* begin Passage given *
TED in Baghdad! Hopefully Tehran, Cairo, Tripoli and Damascus next

Rumi said ‎”The Eye does not see the Ear until a mirror is placed in front of the eyes.” A society unable to see it own self in a mirror decays rapidly. A society not only needs to see but hear from her ears the voices of street in a mirror of self reflection and self evaluation.

 

TED dialogue opens up a platform where academicians, intellectuals and common people examine the road map forward. Opening the door of dialogue is key to the closed mind of a man. Small step it may sound but this small opening is a huge progress form debauchery and mental depravity of an apparatus that allowed no dissent under Saddam.

Some may argue with me that I seeing too much in opening of TED in Baghdad. It may be, but if Thomas L. Friedman’s can make global war and peace assumptions based on nations where McDonalds exists; I see no reservation to make a comparison that where TED exists pluralism will find its nascent roots firmly implanted. Thomas L. Friedman’s in 1999 in his book The ‘Lexus and the Olive Tree’ made the observation that: “No two countries that both had McDonald’s had fought a war against each other since each got its McDonald’s”. A kind of tongue-in-cheek, his point was that due to globalization, countries that have made strong economic ties with one another have too much to lose to ever go to war with one another. While the observation have some truth, the conclusions to be drawn are uncertain.

This is culmination of a dream, emergence of a society where free forums of ideas can become centre of academy and intellectual activity. Ted opens its doors in Baghdad! Free thinking is an absolute must for a nation, a dialogue where we agree to disagree but continue to discuss the options, as it happens here right on Iranina.com. Under Saddam this would be just not thinkable! The dividend of the freedom of mind. I wrote this in 2005, it is a pride to see Ted opening its doors in Baghdad Dar-ul- Salam of Mesopotamia.

In an article that we wrote in 2005 ‘May be it was not a war against Islam but a war for Islam!’ we predicted:

Liberalism in Iraq will have to be an organic outgrowth of that nation’s culture; it will be the final test whether Islamic cultures can allow for liberal democracies in the Western mould. I would hazard that the institutions, which will arise in Iraq will be a direct consequence of that nation’s heritage (much as in Japan where the democratic structure has been adapted to the indigenous Japanese cultures and Keiretsu survives despite the destruction of the 4 Zaibatsus). Saddam and Ba’athism was perversion of traditional Iraqi culture and impeded the evolution of a nation state. What will be the result of the invasion is the reversion to the indigenous trends and geopolitical faultlines in Iraq.
* end Passage given *
* begin Supplied information *
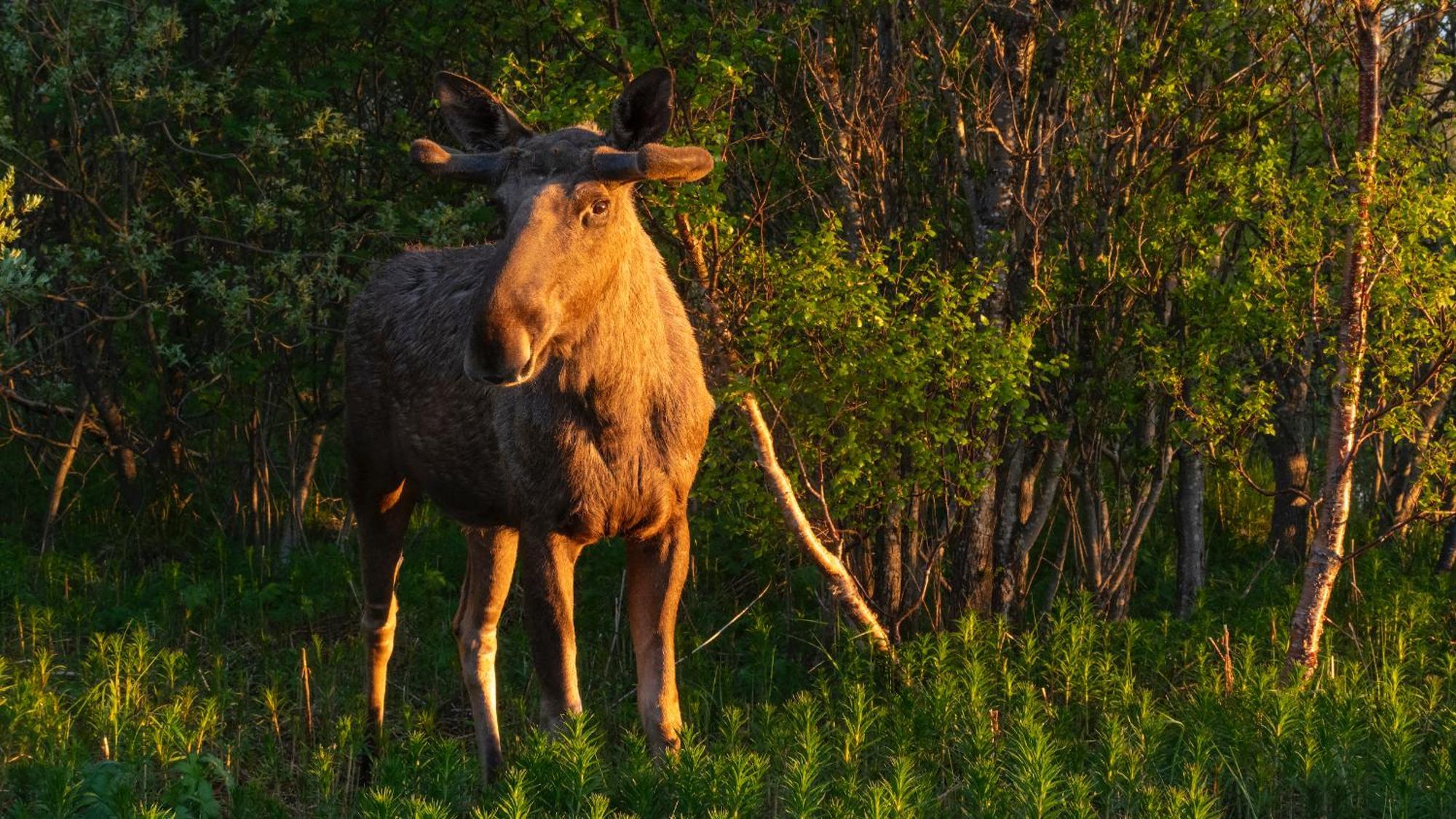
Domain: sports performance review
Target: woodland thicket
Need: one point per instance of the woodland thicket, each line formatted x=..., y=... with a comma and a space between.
x=1045, y=302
* end Supplied information *
■ Exercise set
1 – Answer these from the piece on TED in Baghdad:
(a) In the Rumi quotation, what has to be placed in front of the eyes before the Eye can see the Ear?
(b) In what year did Thomas L. Friedman publish the book containing the McDonald's observation?
(c) What was the title of the article the author wrote in 2005?
2 – The title of the piece on TED in Baghdad names the cities the author hopes will come next. List them.
3 – Continue the piece on TED in Baghdad from the point where it stops.

■ Answers to the exercises
1 –
(a) A mirror.
(b) 1999.
(c) 'May be it was not a war against Islam but a war for Islam!'

2 – Tehran, Cairo, Tripoli, Damascus

3 –
http://www.islamdaily.org/en/islam/2810.may-be-it-was-not-a-war-against-islam-but-a-war-fo.htm

May be Iraq was not a war against Islam but a war for Islam. Possibly “Qom Ayatollahs” could learn and like to defuse their activism in favour of Sistanis “quietism.” They should look at Sistani’s apolitical conduct and lack of lust for temporal powers, he took a back seat as “politicians” conducted Iraqi squabbling in typical parliamentarian smoke filled rooms. Instead, arguably the centuries old feud of the control of “marjaiyya” and Najaf insistence to wrest Shiite clerical control back from Qom will be the hall mark of new ideological wrangling between two hearts of Shiite Islam, the militants of Qom and the pragmatic of Najaf are draw into a new squabble. Baghdad will once again take its role as the capital of Islam, with Kerbala and An-Najaf as the minarets bellowing the cry of freedom to the oppressed Shi’ites of the world.

A stable Iraq threatens “Qom” ideological dominance, shifting of “Vatican” of Shiite Islam back to Najaf from Qom where it was taken during Saddam decades old crackdown on Shiite orthodoxy is a bitter dose for ecclesiastical powers of Qom, who now seem to enjoy the global reverence of the Shiites. Like Saudis who despite of the huge “oil” take pride in the title of “custodian of two holy mosques” through which they claim ascendancy of Sunnis Islam as de-facto caliph, Qom enjoys unchallenged global leadership of Shiite Islam. Sistani seems to have put spanners in the works!

My increasing empathy for those who risk their lives for an alien people is fuelled by the hope of a thriving civilization re-establishing itself on the banks of the Tigris. There is a primary reason in that Iraq does not have a history of strong Islamist movement and like other Middle Eastern populaces the Iraqis have strong tribal and clan connexions that prevent the formation of an Islamic state. There must be an underlying national culture to allow for the propagation of a specific Islamic ideology and indeed those who have been of the Islamists persuasion either belong to the minority culture (MMA in NWFP & Baluchistan because of the Pathans) or the urban proletariat (Algeria’s Arab failed to persuade the Berbers to Islamism). Ethnically diverse nations cannot just look to Islam as a bond for there needs to be a strong national culture to provide an uniform platform (Iran’s culture is heavily Persic-centric and has strong assimilatory tendencies, which is why the Kurds of Iran tend to be the most integrated). Iraq is bifurcated along ethnic lines and Islam cannot be the sole unifying influence (perhaps in a few decades if the Baghdadi Sunni culture permeates the entire nation then there is the possibility for an unified Islamic movement but that would also have to assume an uniformity of Arabic dialects). The secession of Bangladesh from Pakistan shows that Islamic ideology alone cannot hold a nation together for there must be a linguistic, cultural or historical rationale. Allah has a thousand names and that axiom holds true in the Islamic Crescent.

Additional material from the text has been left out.